[start]

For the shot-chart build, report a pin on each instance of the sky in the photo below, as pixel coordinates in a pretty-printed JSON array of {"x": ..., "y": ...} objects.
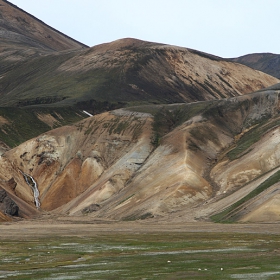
[{"x": 226, "y": 28}]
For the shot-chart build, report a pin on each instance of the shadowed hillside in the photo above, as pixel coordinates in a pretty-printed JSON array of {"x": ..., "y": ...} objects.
[
  {"x": 132, "y": 130},
  {"x": 266, "y": 62}
]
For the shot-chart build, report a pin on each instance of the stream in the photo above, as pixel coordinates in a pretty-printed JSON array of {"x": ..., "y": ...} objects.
[{"x": 33, "y": 185}]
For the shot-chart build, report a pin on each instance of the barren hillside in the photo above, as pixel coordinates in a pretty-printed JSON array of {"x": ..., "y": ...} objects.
[{"x": 125, "y": 164}]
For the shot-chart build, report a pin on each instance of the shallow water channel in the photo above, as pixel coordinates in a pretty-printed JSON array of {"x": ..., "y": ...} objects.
[{"x": 146, "y": 256}]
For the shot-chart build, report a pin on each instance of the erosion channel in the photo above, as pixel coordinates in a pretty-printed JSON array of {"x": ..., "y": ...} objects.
[{"x": 32, "y": 183}]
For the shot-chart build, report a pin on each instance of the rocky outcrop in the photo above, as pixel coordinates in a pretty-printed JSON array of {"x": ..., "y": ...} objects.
[{"x": 7, "y": 205}]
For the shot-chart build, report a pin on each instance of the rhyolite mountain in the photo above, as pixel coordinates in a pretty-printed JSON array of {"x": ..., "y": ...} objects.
[
  {"x": 266, "y": 62},
  {"x": 176, "y": 134}
]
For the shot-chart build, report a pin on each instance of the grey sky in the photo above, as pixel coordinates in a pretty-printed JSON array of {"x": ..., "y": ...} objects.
[{"x": 227, "y": 28}]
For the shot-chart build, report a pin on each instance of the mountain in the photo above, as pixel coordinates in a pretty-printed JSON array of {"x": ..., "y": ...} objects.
[
  {"x": 181, "y": 162},
  {"x": 124, "y": 73},
  {"x": 132, "y": 130},
  {"x": 266, "y": 62}
]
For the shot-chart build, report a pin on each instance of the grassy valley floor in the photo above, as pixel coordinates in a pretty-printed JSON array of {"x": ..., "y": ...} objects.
[{"x": 68, "y": 249}]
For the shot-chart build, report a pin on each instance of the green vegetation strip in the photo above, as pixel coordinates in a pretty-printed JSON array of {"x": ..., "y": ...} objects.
[
  {"x": 216, "y": 256},
  {"x": 228, "y": 215},
  {"x": 251, "y": 137},
  {"x": 22, "y": 124}
]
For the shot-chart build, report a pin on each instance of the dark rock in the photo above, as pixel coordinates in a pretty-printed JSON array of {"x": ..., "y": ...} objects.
[
  {"x": 7, "y": 205},
  {"x": 3, "y": 194},
  {"x": 91, "y": 208},
  {"x": 12, "y": 183}
]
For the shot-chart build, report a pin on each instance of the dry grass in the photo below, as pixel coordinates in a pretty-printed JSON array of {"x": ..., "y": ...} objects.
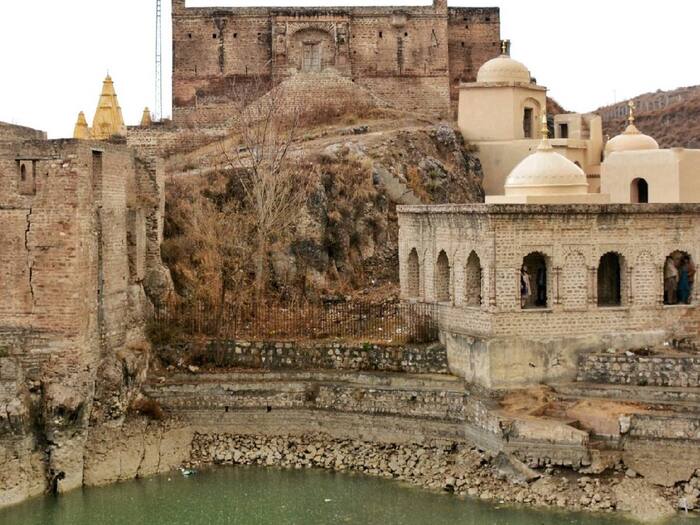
[{"x": 677, "y": 125}]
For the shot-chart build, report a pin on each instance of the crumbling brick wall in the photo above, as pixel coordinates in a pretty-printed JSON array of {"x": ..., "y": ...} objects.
[
  {"x": 14, "y": 133},
  {"x": 412, "y": 57}
]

[end]

__AIM__. Without including the pictures, reproduce all entries exactly.

__THE COMPLETED TASK__.
For the shot-chart build, report a pin on each instance of the sky in the photo below, as pixel coordinates in a pretty-printed JSON array of {"x": ..., "y": ...} objects.
[{"x": 226, "y": 28}]
For the shot-chart build, report a pin on each instance of the shadowed hillside in the photo above, as pixel coordinates in a pretty-printed JSON array of {"x": ..., "y": ...} objects.
[
  {"x": 132, "y": 130},
  {"x": 266, "y": 62}
]
For the shot-chart build, report a pin on each instance of the stream in the photo above, as pixel coordinates in a pretty-printed JSON array of {"x": ..., "y": ...} objects.
[{"x": 33, "y": 185}]
For the shot-chart build, report a pin on each instance of the barren hillside in the photo above, as pixel coordinates in a pretty-printed JSON array of {"x": ..., "y": ...} objects.
[{"x": 125, "y": 164}]
For the shot-chart build, report a pin on each instance of the shallow water channel in the photo above, as pixel coordinates in a pretty-printed JSON array of {"x": ..., "y": ...} objects.
[{"x": 146, "y": 256}]
For the shot-chart build, report a pin on each instance of the erosion channel in the photo above, as pixel coordinates in a pretty-printed JSON array of {"x": ..., "y": ...} objects.
[{"x": 32, "y": 183}]
For the shot-chart build, report a pin on each instance of the rocky outcrop in the photo above, as pixel coordinates in a pretty-printed JSON array of {"x": ..., "y": ...} objects.
[{"x": 7, "y": 205}]
For the shot-chart build, report a pin on each instance of the rhyolite mountain in the photo above, as pixel coordinates in a pretty-printed JSON array of {"x": ..., "y": ...} objects.
[
  {"x": 266, "y": 62},
  {"x": 176, "y": 134}
]
For the shot-chart build, report a pin on each instance of the grey sky in the photo above, as pixel coordinates in a pretty-printed JSON array of {"x": ..., "y": ...} objects.
[{"x": 227, "y": 28}]
For the shot-chart build, report a pin on each instance of the mountain in the photo above, as pixel coordinates in a pretty-printed JSON array of {"x": ..., "y": ...} objects.
[
  {"x": 181, "y": 162},
  {"x": 124, "y": 73},
  {"x": 132, "y": 130},
  {"x": 266, "y": 62}
]
For the shot-chart build, report a pin on each instance of the grassy valley floor in the photo above, as pixel coordinates in a pretty-printed JSON array of {"x": ..., "y": ...} objects.
[{"x": 68, "y": 249}]
For the shot-chart build, report a pin on each instance of the green vegetation strip in the photo above, as pixel coordinates in a pretty-printed JSON array of {"x": ..., "y": ...} objects.
[
  {"x": 216, "y": 256},
  {"x": 228, "y": 215},
  {"x": 251, "y": 137},
  {"x": 22, "y": 124}
]
For the shot-chart build, report a pin on each instance of the dark rock in the photo above, as pixel coordinates in a pretty-printed JSON array of {"x": ..., "y": ...} objects.
[
  {"x": 7, "y": 205},
  {"x": 3, "y": 194},
  {"x": 91, "y": 208},
  {"x": 12, "y": 183}
]
For the shot-chart build, report a pin on each instance of the dry grass in the photo below, as pixel coordinates in a pretty-printed JSON array of {"x": ..., "y": ...} objects.
[{"x": 677, "y": 125}]
For the shot-chart build, report a pin on each instance of the crumbling brick wall in the photo above, as pixel coordinates in a pretty-printed JSON array of {"x": ..., "y": ...} objects.
[
  {"x": 14, "y": 133},
  {"x": 412, "y": 57}
]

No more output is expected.